### WORK REQUIRED:
Quote, without change, all of the lines that follow.

## BEGIN DATA RECORDS

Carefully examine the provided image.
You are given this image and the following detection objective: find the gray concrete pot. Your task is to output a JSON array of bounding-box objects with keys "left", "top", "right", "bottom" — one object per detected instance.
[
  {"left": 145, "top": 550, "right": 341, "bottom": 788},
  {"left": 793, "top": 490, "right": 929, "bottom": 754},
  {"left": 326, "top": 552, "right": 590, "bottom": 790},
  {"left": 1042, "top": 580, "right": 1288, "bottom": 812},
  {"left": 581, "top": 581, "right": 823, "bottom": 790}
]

## END DATA RECORDS

### TASK ANSWER:
Carefully examine the provided image.
You are given this image and the following detection objective: find the gray concrete pot. Your task is to output a JSON array of bounding-box objects with keys "left", "top", "right", "bottom" — one object per detected instance.
[
  {"left": 145, "top": 550, "right": 341, "bottom": 788},
  {"left": 793, "top": 490, "right": 929, "bottom": 754},
  {"left": 326, "top": 552, "right": 590, "bottom": 790},
  {"left": 1042, "top": 580, "right": 1288, "bottom": 812},
  {"left": 581, "top": 581, "right": 823, "bottom": 790}
]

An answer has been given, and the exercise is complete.